- _Your objective_
In the data below, take everything from the line containing "trace: ice-covered slope" down to the line containing "M153 200L170 205L181" and write it out again with "several separate parts" replaced by "multiple separate parts", changing nothing else.

Collected data:
==================================================

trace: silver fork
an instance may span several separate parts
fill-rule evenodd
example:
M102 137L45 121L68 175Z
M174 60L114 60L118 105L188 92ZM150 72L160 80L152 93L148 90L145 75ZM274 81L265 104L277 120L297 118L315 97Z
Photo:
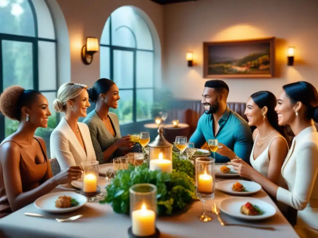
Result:
M275 228L273 228L273 227L259 227L255 226L251 226L249 225L245 225L245 224L226 224L224 223L224 221L223 221L222 219L221 218L221 216L220 216L220 213L218 211L218 208L217 208L217 204L216 203L214 203L214 205L212 206L212 212L214 213L215 213L218 216L218 221L219 222L220 222L220 224L221 224L221 225L225 227L226 226L236 226L249 227L251 228L260 229L263 230L267 230L272 231L275 230Z
M37 217L42 217L42 218L45 218L47 219L53 219L55 220L56 220L56 221L58 221L60 222L64 222L64 221L75 221L75 220L76 220L83 216L83 215L80 214L80 215L77 215L76 216L71 216L69 217L67 217L66 218L54 218L54 217L52 217L48 216L45 216L44 215L41 215L41 214L37 214L36 213L32 213L30 212L25 212L24 213L24 215L26 216L35 216Z

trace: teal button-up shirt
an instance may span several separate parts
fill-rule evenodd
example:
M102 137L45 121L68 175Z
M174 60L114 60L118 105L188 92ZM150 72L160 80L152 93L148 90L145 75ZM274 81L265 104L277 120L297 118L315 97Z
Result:
M197 129L189 141L194 143L196 148L201 148L209 139L217 139L219 143L224 144L239 157L249 164L253 138L252 131L246 121L237 113L227 108L219 120L220 128L214 136L213 120L212 114L207 115L204 113L201 116ZM225 163L229 161L228 157L217 153L217 150L215 154L216 163Z

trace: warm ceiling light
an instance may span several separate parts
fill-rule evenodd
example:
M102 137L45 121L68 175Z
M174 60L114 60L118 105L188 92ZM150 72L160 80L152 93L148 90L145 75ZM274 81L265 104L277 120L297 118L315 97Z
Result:
M90 64L93 60L93 55L99 49L98 40L93 37L86 38L86 44L82 48L82 60L85 64Z
M185 59L188 61L188 66L193 65L193 54L192 52L188 52L185 54Z

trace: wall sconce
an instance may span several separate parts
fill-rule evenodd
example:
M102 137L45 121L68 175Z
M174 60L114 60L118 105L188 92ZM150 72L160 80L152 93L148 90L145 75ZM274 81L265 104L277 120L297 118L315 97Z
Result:
M86 44L82 48L82 60L85 64L90 64L93 61L93 55L98 51L98 39L93 37L86 38Z
M295 47L288 48L288 53L287 54L287 65L293 66L294 65L294 57L295 56Z
M185 59L188 61L188 66L193 66L193 54L192 52L188 52L185 54Z

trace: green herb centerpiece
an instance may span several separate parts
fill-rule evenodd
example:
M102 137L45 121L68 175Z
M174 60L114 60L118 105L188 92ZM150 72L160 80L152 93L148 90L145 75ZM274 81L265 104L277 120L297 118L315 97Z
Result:
M162 130L159 129L158 131L159 135L156 140L161 142L165 140ZM164 143L166 142L163 142ZM158 216L173 215L185 211L197 199L194 180L195 167L191 161L180 159L171 151L172 173L152 171L147 163L136 167L130 165L128 169L117 172L106 188L107 195L100 202L109 203L115 212L128 214L129 188L135 184L150 183L157 187Z

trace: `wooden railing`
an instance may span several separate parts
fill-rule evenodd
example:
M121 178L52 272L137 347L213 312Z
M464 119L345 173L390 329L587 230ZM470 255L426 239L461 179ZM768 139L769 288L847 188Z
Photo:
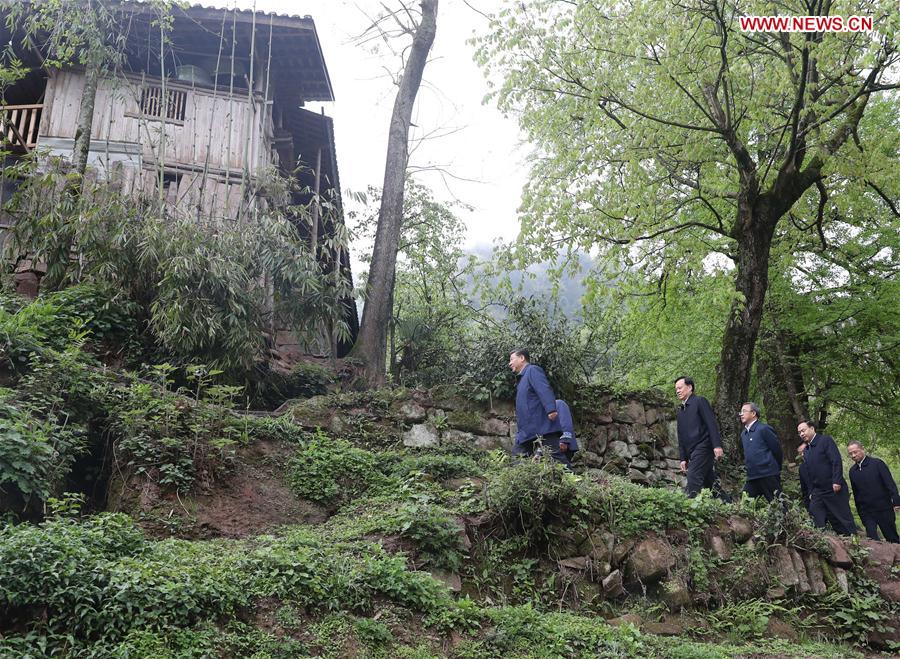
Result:
M13 148L31 151L37 146L43 105L0 106L0 137Z

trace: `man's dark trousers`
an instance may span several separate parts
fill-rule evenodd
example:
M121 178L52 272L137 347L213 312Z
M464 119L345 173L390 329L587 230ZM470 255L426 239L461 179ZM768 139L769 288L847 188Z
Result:
M559 448L559 443L562 439L561 432L551 432L540 438L541 444L544 446L544 450L549 451L550 457L552 457L557 462L565 465L568 468L572 468L572 461L569 459L569 453L571 451L561 451ZM538 438L529 439L527 442L522 442L521 444L516 444L513 446L512 454L520 455L523 457L531 457L534 455L535 443Z
M831 522L832 528L840 535L856 532L846 487L842 487L840 492L813 492L809 500L809 514L817 528L825 528L825 523Z
M860 513L859 518L862 520L863 526L866 527L866 535L872 540L880 539L878 537L878 529L881 529L885 540L900 543L900 536L897 535L897 519L893 508L877 512Z
M694 498L700 490L712 489L714 482L712 444L701 442L691 450L691 454L688 456L688 483L685 492L689 497Z
M765 497L766 501L771 501L781 494L781 476L776 474L748 480L744 484L744 492L747 493L747 496L754 499L756 497Z

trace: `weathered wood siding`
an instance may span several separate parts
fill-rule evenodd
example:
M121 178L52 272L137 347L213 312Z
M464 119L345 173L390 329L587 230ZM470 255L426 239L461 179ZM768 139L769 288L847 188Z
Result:
M255 177L272 164L271 105L258 96L251 102L246 92L214 93L169 81L167 90L185 95L184 118L163 121L141 113L145 86L159 87L161 81L133 76L104 79L97 89L91 151L102 154L112 144L140 145L139 166L119 166L110 173L122 190L157 198L160 171L174 172L179 180L162 187L167 205L178 214L237 218L246 212L248 203L254 203L247 199ZM79 70L51 75L40 137L74 139L83 89L84 74Z
M256 175L269 161L271 152L271 112L258 97L251 103L244 95L227 91L193 88L168 81L166 89L187 96L183 121L142 116L143 85L160 86L157 78L129 76L105 79L97 89L92 141L133 142L144 146L145 160L158 162L165 127L166 166L201 166L209 170ZM41 135L74 139L84 74L66 70L51 76ZM52 99L52 100L51 100ZM92 147L94 148L94 147ZM98 150L96 145L94 150Z

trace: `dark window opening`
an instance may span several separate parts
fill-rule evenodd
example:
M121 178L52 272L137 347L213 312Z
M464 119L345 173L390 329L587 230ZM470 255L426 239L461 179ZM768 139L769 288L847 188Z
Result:
M180 89L167 89L145 85L141 89L141 114L147 117L166 118L172 121L184 121L187 108L187 92Z

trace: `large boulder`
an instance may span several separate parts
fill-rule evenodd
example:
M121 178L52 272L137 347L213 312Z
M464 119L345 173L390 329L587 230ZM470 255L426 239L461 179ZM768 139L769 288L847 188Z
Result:
M828 548L831 550L831 556L828 560L832 565L842 568L853 566L853 559L850 558L850 553L842 540L833 535L826 535L825 540L828 542Z
M417 423L403 433L403 445L410 448L433 448L439 443L437 429L430 423Z
M622 584L622 573L613 570L603 579L603 594L609 598L617 598L625 595L625 587Z
M415 401L407 400L397 406L397 416L404 423L422 423L428 412Z
M606 448L606 459L620 459L627 460L631 457L631 453L628 451L628 444L625 442L615 441L610 442L609 446Z
M744 544L753 536L753 524L750 520L737 515L728 518L728 528L731 531L731 537L739 545Z
M640 541L628 557L631 574L642 583L659 581L675 567L675 550L658 537Z

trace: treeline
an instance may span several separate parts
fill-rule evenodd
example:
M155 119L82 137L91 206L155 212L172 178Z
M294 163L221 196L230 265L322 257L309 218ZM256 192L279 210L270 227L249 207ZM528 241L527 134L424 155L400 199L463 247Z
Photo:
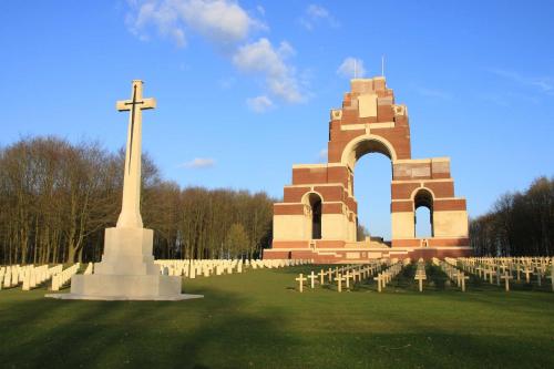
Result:
M0 148L0 264L99 262L121 211L124 153L29 137ZM142 216L156 258L254 257L271 242L265 193L181 188L143 155Z
M553 256L554 177L502 195L490 213L471 221L470 238L479 256Z

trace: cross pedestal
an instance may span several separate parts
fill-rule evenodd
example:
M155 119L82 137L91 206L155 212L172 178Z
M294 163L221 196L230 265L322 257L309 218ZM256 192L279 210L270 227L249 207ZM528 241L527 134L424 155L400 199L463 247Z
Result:
M105 229L104 254L92 275L74 275L71 294L47 295L61 299L184 300L203 297L183 295L181 277L161 275L152 253L154 233L143 228L141 217L142 110L154 109L154 99L143 99L143 82L132 84L132 99L119 101L129 111L123 201L117 225Z

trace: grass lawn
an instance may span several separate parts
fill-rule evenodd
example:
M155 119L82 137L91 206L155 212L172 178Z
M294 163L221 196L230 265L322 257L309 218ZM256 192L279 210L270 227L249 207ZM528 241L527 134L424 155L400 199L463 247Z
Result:
M412 266L382 294L299 294L308 270L186 279L205 298L177 303L1 290L0 368L554 368L550 286L471 280L463 294L428 266L420 294Z

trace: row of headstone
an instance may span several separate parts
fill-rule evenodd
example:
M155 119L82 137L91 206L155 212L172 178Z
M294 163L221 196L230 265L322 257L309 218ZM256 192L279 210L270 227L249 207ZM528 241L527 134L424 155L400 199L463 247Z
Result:
M161 273L168 276L196 278L198 276L220 276L224 274L243 273L248 268L284 268L296 265L311 264L308 259L160 259Z
M320 269L319 273L311 270L306 277L300 274L298 278L298 290L304 293L305 283L309 280L308 286L314 289L316 286L331 285L334 281L337 283L337 291L342 291L342 285L347 289L353 286L358 281L362 281L373 276L377 271L380 271L382 266L386 265L384 260L372 260L369 264L362 265L346 265L336 266L335 268L328 268L327 270Z
M402 268L411 264L410 258L403 260L392 259L392 263L381 273L378 273L373 279L377 281L377 291L381 293L387 285L402 271Z
M60 290L68 281L71 280L71 277L79 271L79 267L81 264L75 263L66 269L59 268L52 276L52 286L51 290Z
M61 265L49 267L48 264L1 267L0 289L21 285L22 290L30 290L52 278L55 273L61 271Z
M419 291L423 291L423 280L427 279L427 274L425 274L425 262L423 258L420 257L418 260L418 264L416 266L416 275L413 279L418 280L419 284Z
M462 293L465 293L465 280L470 279L470 277L466 276L463 270L460 270L455 265L441 260L437 257L433 257L433 265L439 266L449 279L460 287Z
M531 284L533 279L538 287L543 278L551 279L554 291L554 258L547 257L463 257L447 258L449 264L459 265L480 279L490 284L502 285L504 279L505 290L510 290L510 279Z

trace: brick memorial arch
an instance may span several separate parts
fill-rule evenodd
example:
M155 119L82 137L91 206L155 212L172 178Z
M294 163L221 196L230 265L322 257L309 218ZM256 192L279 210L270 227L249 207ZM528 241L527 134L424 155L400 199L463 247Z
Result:
M264 258L361 263L377 257L470 255L465 198L454 195L449 157L412 158L406 105L384 78L351 80L342 109L331 110L326 164L293 166L293 184L274 204L274 242ZM391 161L391 242L358 240L356 162L368 153ZM416 237L416 209L430 209L432 236Z

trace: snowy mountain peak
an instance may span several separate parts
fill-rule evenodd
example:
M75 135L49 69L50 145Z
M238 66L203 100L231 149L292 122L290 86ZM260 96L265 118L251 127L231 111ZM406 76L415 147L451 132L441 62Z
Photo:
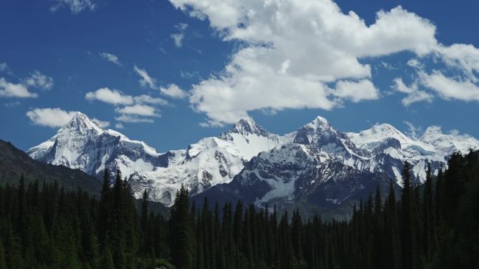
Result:
M470 148L477 149L479 145L479 140L471 136L459 134L457 131L443 133L438 126L429 126L419 140L448 154L455 150L466 153Z
M319 126L319 125L331 125L329 122L328 120L321 116L317 116L313 121L310 123L310 124L314 124L315 126Z
M256 134L261 136L268 136L270 133L265 129L258 125L253 119L249 117L241 118L238 122L233 125L230 132L242 135Z
M98 134L104 132L104 130L97 122L90 119L88 116L81 112L77 112L74 117L59 130L59 133L66 129L74 129L82 134L85 133L88 130L93 130Z
M401 133L389 124L376 124L359 133L361 140L364 142L379 141L385 138L396 138L401 143L410 142L412 139Z

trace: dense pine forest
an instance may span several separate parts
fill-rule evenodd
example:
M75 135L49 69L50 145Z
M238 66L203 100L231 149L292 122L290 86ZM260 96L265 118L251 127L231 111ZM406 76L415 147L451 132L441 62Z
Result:
M0 188L3 268L478 268L479 161L452 154L447 169L403 189L379 188L350 220L304 219L276 208L197 206L178 191L169 217L139 210L119 173L101 197L57 183ZM108 172L105 179L109 178Z

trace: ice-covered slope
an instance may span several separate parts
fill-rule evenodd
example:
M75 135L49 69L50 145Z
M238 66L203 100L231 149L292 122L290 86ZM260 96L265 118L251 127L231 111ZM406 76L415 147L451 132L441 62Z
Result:
M153 200L170 205L181 184L193 195L228 183L258 153L291 143L291 135L268 133L251 119L241 119L218 137L203 138L187 150L169 152L168 165L132 176L135 193L146 189Z
M386 124L358 133L342 133L318 117L279 136L243 118L217 137L160 154L144 142L101 128L78 112L55 136L27 152L35 159L97 176L105 168L119 169L130 179L137 197L147 189L153 200L169 205L181 184L192 195L218 184L231 184L232 189L249 186L250 193L264 191L255 196L258 203L294 201L298 195L318 193L319 182L330 180L347 182L352 191L356 189L352 182L361 184L368 175L380 174L381 178L401 184L405 161L412 165L413 180L423 182L427 163L436 171L445 164L447 155L478 145L474 138L444 134L435 126L414 139ZM262 187L256 188L257 184ZM331 191L330 200L334 199ZM338 199L347 197L342 194Z
M153 200L171 205L181 184L195 194L228 183L251 157L292 139L293 134L272 134L251 119L243 118L218 137L160 154L142 141L102 129L78 112L55 136L27 153L37 160L97 176L105 168L120 170L131 180L136 196L147 189Z

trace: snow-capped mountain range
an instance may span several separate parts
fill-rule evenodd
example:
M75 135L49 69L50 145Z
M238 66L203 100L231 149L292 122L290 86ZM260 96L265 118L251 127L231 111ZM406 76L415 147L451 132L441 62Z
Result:
M343 133L318 117L280 136L243 118L217 137L159 153L78 112L55 136L27 153L97 177L105 168L119 170L130 179L137 197L146 189L152 200L167 205L181 184L192 196L228 189L260 205L279 200L293 203L305 195L340 204L363 188L368 178L391 178L400 184L405 160L413 166L414 180L423 182L428 163L436 173L451 153L478 146L474 138L445 134L436 126L413 139L387 124ZM347 184L340 187L338 182Z

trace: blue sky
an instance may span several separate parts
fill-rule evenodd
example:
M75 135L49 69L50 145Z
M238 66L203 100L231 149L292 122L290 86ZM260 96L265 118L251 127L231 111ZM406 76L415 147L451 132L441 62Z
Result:
M73 111L159 151L247 115L479 137L477 1L216 2L2 1L0 138L28 149Z

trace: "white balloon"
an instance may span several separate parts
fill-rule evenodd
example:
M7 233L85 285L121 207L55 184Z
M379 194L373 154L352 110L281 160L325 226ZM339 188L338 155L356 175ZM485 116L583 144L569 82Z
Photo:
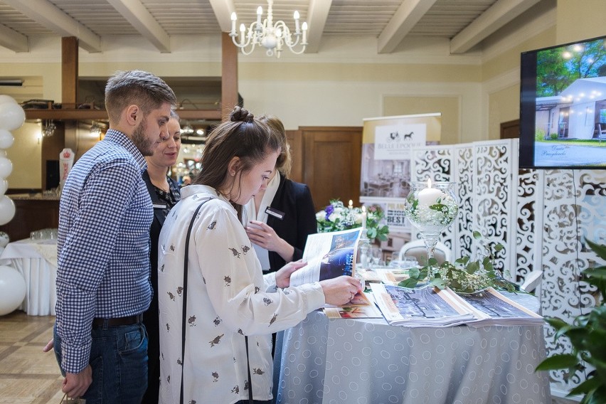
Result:
M11 242L11 238L4 231L0 231L0 248L4 248Z
M25 111L18 104L0 104L0 129L15 130L25 122Z
M13 145L15 137L5 129L0 129L0 149L8 149Z
M6 178L13 172L13 163L6 157L0 156L0 178Z
M0 196L0 225L6 225L15 216L15 203L13 200L3 195Z
M4 104L6 102L11 102L13 104L17 103L17 102L15 101L15 99L11 97L10 95L6 95L6 94L0 94L0 104Z
M26 296L26 282L17 270L0 266L0 316L12 313L23 303Z

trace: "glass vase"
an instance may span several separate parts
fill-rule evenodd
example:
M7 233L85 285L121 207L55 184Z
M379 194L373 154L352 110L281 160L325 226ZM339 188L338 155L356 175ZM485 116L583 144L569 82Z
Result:
M410 183L410 191L405 201L407 218L421 235L427 252L427 260L433 257L435 245L442 233L457 218L459 203L456 183L447 181ZM433 278L430 267L428 277Z

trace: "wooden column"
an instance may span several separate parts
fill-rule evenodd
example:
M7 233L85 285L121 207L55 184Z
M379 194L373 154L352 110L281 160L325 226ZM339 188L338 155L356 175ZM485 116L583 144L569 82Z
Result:
M221 118L229 118L238 105L238 48L229 33L221 34Z
M64 108L75 108L78 102L78 38L61 38L61 103Z
M63 108L75 108L78 102L78 38L75 36L61 38L61 105ZM46 119L48 121L50 119ZM65 147L65 129L73 128L75 121L54 121L57 129L51 137L42 139L42 190L55 184L46 184L46 169L55 171L58 164L59 152ZM45 119L43 119L43 127ZM73 130L72 130L73 132Z

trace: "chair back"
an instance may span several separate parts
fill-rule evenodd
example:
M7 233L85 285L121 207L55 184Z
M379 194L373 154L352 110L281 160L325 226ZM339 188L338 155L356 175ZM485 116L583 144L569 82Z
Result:
M448 246L438 241L433 253L433 257L437 261L438 265L444 261L450 261L450 249ZM399 260L401 261L404 257L414 257L421 265L427 263L427 252L425 242L422 240L415 240L403 245L400 249Z

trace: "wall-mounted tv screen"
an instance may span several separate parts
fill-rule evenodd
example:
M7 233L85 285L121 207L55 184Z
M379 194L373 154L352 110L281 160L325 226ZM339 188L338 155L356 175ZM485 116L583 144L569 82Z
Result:
M524 52L520 168L606 169L606 36Z

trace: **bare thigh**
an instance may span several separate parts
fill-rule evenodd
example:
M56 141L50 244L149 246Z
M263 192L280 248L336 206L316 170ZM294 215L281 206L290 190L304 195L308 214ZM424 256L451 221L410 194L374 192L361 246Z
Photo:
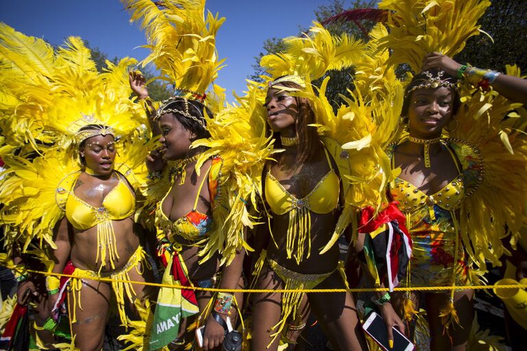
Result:
M137 313L134 303L139 303L143 308L147 306L146 300L154 300L157 296L159 288L141 284L147 282L154 282L154 273L143 262L140 262L137 267L132 268L128 271L128 276L131 281L137 282L137 283L132 284L132 287L133 288L132 295L135 294L134 296L132 296L132 300L137 300L137 301L132 301L131 302L132 303L130 304L130 307L133 308L132 311L134 311L134 313ZM127 297L125 297L125 298L128 300Z
M283 289L283 283L277 274L264 265L258 278L257 289ZM279 335L268 348L271 342L272 330L280 321L281 312L281 293L257 293L254 294L253 306L253 325L251 328L251 351L276 351L278 348L280 336Z
M448 304L449 293L428 293L425 296L426 314L430 329L430 350L443 351L467 350L469 335L474 318L472 304L473 291L463 290L454 295L454 305L459 317L460 325L451 325L447 330L439 317L441 310ZM451 341L452 339L452 341Z
M108 283L83 279L80 298L78 291L68 294L69 311L73 313L75 308L77 317L77 322L71 326L75 344L82 351L102 349L110 293L111 289ZM75 299L76 306L74 306Z
M415 333L415 316L413 316L411 320L407 320L404 317L404 302L406 300L407 293L406 291L393 291L390 293L391 300L390 302L393 306L393 309L399 315L401 320L405 324L406 327L406 335L410 339L413 339ZM410 300L414 304L414 308L419 311L419 304L422 299L421 293L411 291L410 293Z
M336 271L316 289L344 287L340 272ZM324 332L336 350L368 350L355 302L349 293L312 293L307 298Z

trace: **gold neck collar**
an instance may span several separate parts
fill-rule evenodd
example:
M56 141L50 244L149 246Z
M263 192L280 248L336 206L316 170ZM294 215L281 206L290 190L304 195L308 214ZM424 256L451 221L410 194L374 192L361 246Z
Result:
M430 168L430 167L432 167L430 162L430 144L439 143L441 141L441 138L434 138L433 139L420 139L419 138L408 136L408 141L417 144L424 145L425 167L426 168Z
M298 143L298 138L296 136L288 138L281 135L280 141L282 143L282 146L293 146Z

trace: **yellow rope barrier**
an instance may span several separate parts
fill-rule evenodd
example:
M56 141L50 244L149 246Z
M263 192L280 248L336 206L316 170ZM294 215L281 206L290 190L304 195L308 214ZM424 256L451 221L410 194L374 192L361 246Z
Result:
M54 276L57 277L67 277L75 278L77 279L82 279L83 277L74 276L71 274L63 274L60 273L51 273L42 271L35 271L33 269L27 269L27 271L30 273L34 273L37 274L42 274L44 276ZM86 277L86 279L90 279L91 280L96 280L98 282L111 282L115 281L115 279L109 278L102 277ZM360 289L216 289L216 288L202 288L200 287L183 287L182 285L169 285L162 284L156 282L137 282L134 280L119 280L122 282L138 284L143 285L149 285L151 287L167 287L172 289L187 289L187 290L198 290L201 291L213 291L213 292L235 292L235 293L290 293L290 292L301 292L301 293L344 293L349 291L350 293L364 293L368 291L388 291L388 288L360 288ZM406 288L395 288L395 291L430 291L437 290L452 290L452 289L456 290L485 290L489 289L494 289L494 285L456 285L456 287L411 287ZM527 289L527 284L517 284L510 285L500 285L500 289Z

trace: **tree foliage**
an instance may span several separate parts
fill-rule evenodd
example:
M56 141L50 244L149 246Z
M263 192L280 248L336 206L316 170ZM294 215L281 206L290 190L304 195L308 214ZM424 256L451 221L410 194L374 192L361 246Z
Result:
M344 11L358 8L375 8L377 1L354 0L351 5L345 6L343 0L332 0L328 5L321 5L315 10L316 20L323 21ZM482 68L505 71L506 64L516 63L520 69L527 70L527 2L519 0L492 0L491 5L480 19L481 29L490 34L482 34L470 38L465 49L455 58L460 62L469 62ZM374 23L369 21L344 22L326 26L333 34L347 33L355 38L367 40L367 32ZM300 30L299 33L303 32ZM281 39L272 38L264 43L263 51L255 57L254 73L249 76L253 80L261 81L259 75L265 72L259 65L261 58L270 53L280 52L285 49ZM401 65L397 68L398 76L403 76L409 68ZM525 73L525 72L524 72ZM353 87L353 68L338 71L329 71L331 77L326 96L337 106L339 94L345 93L347 88ZM324 77L314 82L319 86Z
M375 0L355 0L350 8L346 8L344 7L344 1L343 0L332 0L328 5L318 6L318 8L315 10L314 15L317 21L322 22L325 19L327 19L349 8L374 8L376 7L376 4L377 1ZM355 38L366 40L368 38L368 32L371 29L373 24L373 22L367 21L362 21L360 25L353 22L344 22L333 23L326 26L326 27L332 34L341 35L345 33ZM300 29L299 35L303 35L302 33L305 32L306 30L307 29ZM258 56L255 57L256 62L253 65L254 73L248 78L257 82L261 82L259 76L266 73L259 64L261 58L266 55L280 52L285 49L285 45L282 39L278 38L267 39L264 43L264 51L260 52ZM329 76L331 78L326 90L326 97L331 101L333 106L336 107L340 101L339 94L344 93L347 88L350 88L353 86L353 68L342 71L329 71L324 77L314 81L313 84L320 86L323 79L327 76Z
M454 58L482 69L505 71L506 64L516 64L527 70L527 2L519 0L492 0L491 6L478 22L482 34L467 41L462 51Z

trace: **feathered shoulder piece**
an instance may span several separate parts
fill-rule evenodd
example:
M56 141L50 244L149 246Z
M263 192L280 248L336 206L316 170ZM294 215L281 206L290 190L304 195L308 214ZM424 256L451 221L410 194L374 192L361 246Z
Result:
M19 241L25 251L36 239L40 245L47 243L55 247L53 228L63 216L58 206L60 195L69 191L78 176L75 174L80 171L78 164L63 150L49 151L32 161L17 156L3 160L8 170L0 182L0 199L4 204L0 218L5 225L6 245Z
M128 99L134 59L107 62L99 73L80 38L69 38L54 50L1 25L0 61L1 127L4 142L14 148L27 143L38 152L54 143L68 148L86 124L110 126L116 136L124 136L143 122L141 109Z
M521 132L502 125L518 106L495 92L478 90L460 108L458 127L447 139L467 180L462 238L482 269L485 260L500 265L505 252L500 239L518 235L525 221L518 209L527 200L527 141Z
M410 64L419 72L428 53L452 57L465 47L467 39L482 31L478 20L491 5L488 0L384 0L389 34L380 49L390 49L388 64Z
M161 78L176 88L203 94L215 79L223 60L218 60L215 36L224 18L210 12L204 17L204 0L121 0L145 31L150 54L142 62L153 62Z
M202 253L203 261L218 252L222 262L229 264L236 250L245 247L252 251L244 239L244 228L255 224L248 207L257 207L264 165L274 152L271 137L266 136L261 107L264 92L257 85L249 86L248 94L237 98L238 104L228 106L207 121L211 138L193 144L208 148L198 160L196 169L202 169L203 163L212 158L211 175L214 179L209 179L209 186L215 182L218 189L211 196L215 232Z
M364 43L348 34L332 36L314 23L308 34L284 39L286 49L261 58L260 65L274 77L295 74L316 80L332 69L342 69L362 59Z
M336 114L325 97L329 77L316 95L310 86L304 94L309 97L316 116L318 133L338 166L342 180L344 206L333 239L323 250L334 243L351 223L356 208L371 206L379 209L386 203L384 188L392 178L389 160L384 152L390 140L390 128L397 123L402 101L402 88L379 90L365 101L360 93L349 92ZM401 97L401 99L399 99Z

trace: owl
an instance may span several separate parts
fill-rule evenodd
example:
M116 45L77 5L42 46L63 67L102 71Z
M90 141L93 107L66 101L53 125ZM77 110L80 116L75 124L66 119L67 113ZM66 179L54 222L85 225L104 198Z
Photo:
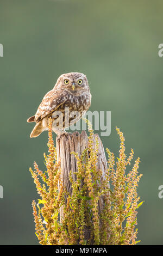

==================================================

- _Solution to this problem_
trace: ice-covered slope
an instance may span multiple separate parts
fill-rule evenodd
example:
M75 135L49 69L50 145Z
M238 66L203 100L231 149L292 122L290 86ZM260 96L265 118L251 127L231 111ZM406 76L415 147L451 132L441 62Z
Result:
M153 200L170 205L181 184L193 195L228 183L258 153L291 143L291 135L268 133L251 119L241 119L218 137L203 138L187 150L169 152L168 165L132 176L135 193L146 189Z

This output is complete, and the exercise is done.